## Work to complete
Reproduce the material below word for word, leaving out the picture.
** Start **
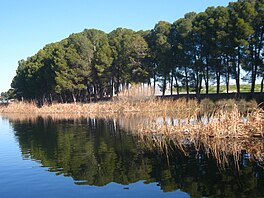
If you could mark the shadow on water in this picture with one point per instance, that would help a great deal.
(100, 151)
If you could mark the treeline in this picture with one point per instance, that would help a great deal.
(211, 47)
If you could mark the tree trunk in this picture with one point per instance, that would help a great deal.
(73, 97)
(238, 72)
(177, 85)
(164, 86)
(218, 83)
(171, 83)
(261, 86)
(253, 78)
(111, 88)
(186, 79)
(154, 83)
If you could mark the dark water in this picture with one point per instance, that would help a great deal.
(95, 158)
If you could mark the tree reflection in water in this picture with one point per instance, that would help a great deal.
(97, 152)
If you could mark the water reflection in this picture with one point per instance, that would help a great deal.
(99, 151)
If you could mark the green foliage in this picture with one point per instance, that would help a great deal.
(211, 47)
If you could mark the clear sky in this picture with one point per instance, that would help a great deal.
(28, 25)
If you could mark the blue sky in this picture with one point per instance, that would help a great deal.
(28, 25)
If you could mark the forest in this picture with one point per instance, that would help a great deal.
(214, 47)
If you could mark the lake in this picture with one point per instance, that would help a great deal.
(91, 157)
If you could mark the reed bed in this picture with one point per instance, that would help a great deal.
(221, 133)
(117, 106)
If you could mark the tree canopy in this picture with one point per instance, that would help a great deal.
(212, 47)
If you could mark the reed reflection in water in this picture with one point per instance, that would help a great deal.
(100, 151)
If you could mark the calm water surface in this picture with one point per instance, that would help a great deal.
** End **
## Reply to the task
If you could mark the shadow on water in this picture with one point per instance, that would help a great deal.
(100, 151)
If you could mark the treeline in this picture with one point per instance, that would help a great deal.
(211, 47)
If you could mark the tree trunk in this picture with one point per instance, that would help a great deal.
(73, 97)
(238, 72)
(177, 85)
(164, 86)
(218, 83)
(171, 83)
(261, 86)
(253, 78)
(111, 88)
(186, 79)
(154, 83)
If you could mark the dark water in this picture with one point per instance, that would help a great deal.
(95, 158)
If you could mark the tree reflection in water in this picture with one point per instance, that would help a great deal.
(97, 152)
If you could mark the water reflection in this picture with one point per instance, that would help a great deal.
(99, 151)
If you could mark the green foliage in this picture with one point per instance, that would help a great deal.
(211, 47)
If you could mark the clear sky in this picture with one point per instance, that would help a great deal.
(28, 25)
If you could mark the blue sky in this picture with one point per instance, that would help a great deal.
(28, 25)
If you could mark the forest in this picture with one point per instance, that would help a great deal.
(214, 47)
If you could mark the lake in this picture with one point per instance, that would help a great deal.
(91, 157)
If you could mark the reed bed in this picture with one point per instance, that would help a great deal.
(221, 133)
(117, 106)
If you could mark the tree canopy in this picture with one point per instance, that would help a great deal.
(212, 47)
If you could mark the reed reflection in water in this picture with one point per instance, that would help a great deal.
(100, 151)
If you could mark the calm water surface in this picture with one point per instance, that would help a great deal.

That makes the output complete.